Stored dataset items:
Content starts
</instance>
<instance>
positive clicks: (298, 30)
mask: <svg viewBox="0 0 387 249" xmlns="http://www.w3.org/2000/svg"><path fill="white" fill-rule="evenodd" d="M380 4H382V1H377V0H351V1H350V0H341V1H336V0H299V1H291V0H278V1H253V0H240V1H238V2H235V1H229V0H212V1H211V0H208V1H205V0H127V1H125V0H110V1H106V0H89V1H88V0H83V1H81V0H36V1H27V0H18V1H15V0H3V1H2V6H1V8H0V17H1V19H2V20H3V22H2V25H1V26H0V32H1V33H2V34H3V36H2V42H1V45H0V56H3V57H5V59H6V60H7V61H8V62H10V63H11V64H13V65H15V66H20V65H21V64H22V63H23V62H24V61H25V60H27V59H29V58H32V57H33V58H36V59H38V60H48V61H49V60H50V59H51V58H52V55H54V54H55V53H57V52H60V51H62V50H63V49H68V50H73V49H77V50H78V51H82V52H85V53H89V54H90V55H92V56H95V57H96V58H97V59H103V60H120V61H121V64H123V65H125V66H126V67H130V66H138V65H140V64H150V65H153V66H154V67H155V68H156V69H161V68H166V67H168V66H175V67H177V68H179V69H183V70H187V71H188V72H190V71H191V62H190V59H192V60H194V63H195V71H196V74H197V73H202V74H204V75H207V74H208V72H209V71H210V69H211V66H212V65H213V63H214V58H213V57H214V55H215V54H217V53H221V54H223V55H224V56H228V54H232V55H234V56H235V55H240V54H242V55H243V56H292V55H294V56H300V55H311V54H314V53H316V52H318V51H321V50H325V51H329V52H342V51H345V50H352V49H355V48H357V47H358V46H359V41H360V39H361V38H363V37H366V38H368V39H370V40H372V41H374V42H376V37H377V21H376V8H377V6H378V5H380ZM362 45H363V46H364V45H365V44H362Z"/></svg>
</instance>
Content ends
* EXERCISE DETAILS *
Reproduce the records above verbatim, keeping every line and character unchanged.

* SOLUTION FOR THIS EXERCISE *
</instance>
<instance>
positive clicks: (298, 30)
mask: <svg viewBox="0 0 387 249" xmlns="http://www.w3.org/2000/svg"><path fill="white" fill-rule="evenodd" d="M380 4H382V1H377V0H351V1H350V0H341V1H336V0H299V1H291V0H278V1H253V0H240V1H238V2H235V1H229V0H212V1H211V0H208V1H205V0H127V1H125V0H110V1H106V0H89V1H88V0H83V1H81V0H36V1H27V0H18V1H15V0H3V1H2V6H1V8H0V17H1V19H2V20H3V22H2V25H1V26H0V32H1V33H2V34H3V36H2V42H1V45H0V56H3V57H5V59H6V60H7V61H8V62H10V63H11V64H13V65H15V66H20V65H21V64H22V63H23V62H24V61H25V60H27V59H29V58H32V57H33V58H36V59H38V60H48V61H49V60H50V59H51V58H52V55H54V54H55V53H57V52H60V51H62V50H63V49H68V50H73V49H77V50H78V51H82V52H85V53H89V54H90V55H92V56H95V57H96V58H97V59H103V60H120V61H121V64H123V65H125V66H126V67H130V66H138V65H140V64H150V65H153V66H154V67H155V68H156V69H161V68H166V67H168V66H175V67H177V68H179V69H183V70H187V71H188V72H190V71H191V62H190V59H192V60H194V63H195V71H196V74H197V73H202V74H204V75H207V74H208V72H209V71H210V69H211V66H212V65H213V63H214V58H213V57H214V55H215V54H217V53H221V54H223V55H224V56H228V54H232V55H234V56H235V55H240V54H242V55H243V56H292V55H294V56H300V55H311V54H314V53H316V52H318V51H321V50H325V51H329V52H342V51H345V50H352V49H355V48H357V47H358V46H359V41H360V39H361V38H363V37H366V38H368V39H370V40H372V41H374V42H376V37H377V21H376V8H377V6H378V5H380ZM362 45H363V46H364V45H365V44H362Z"/></svg>
</instance>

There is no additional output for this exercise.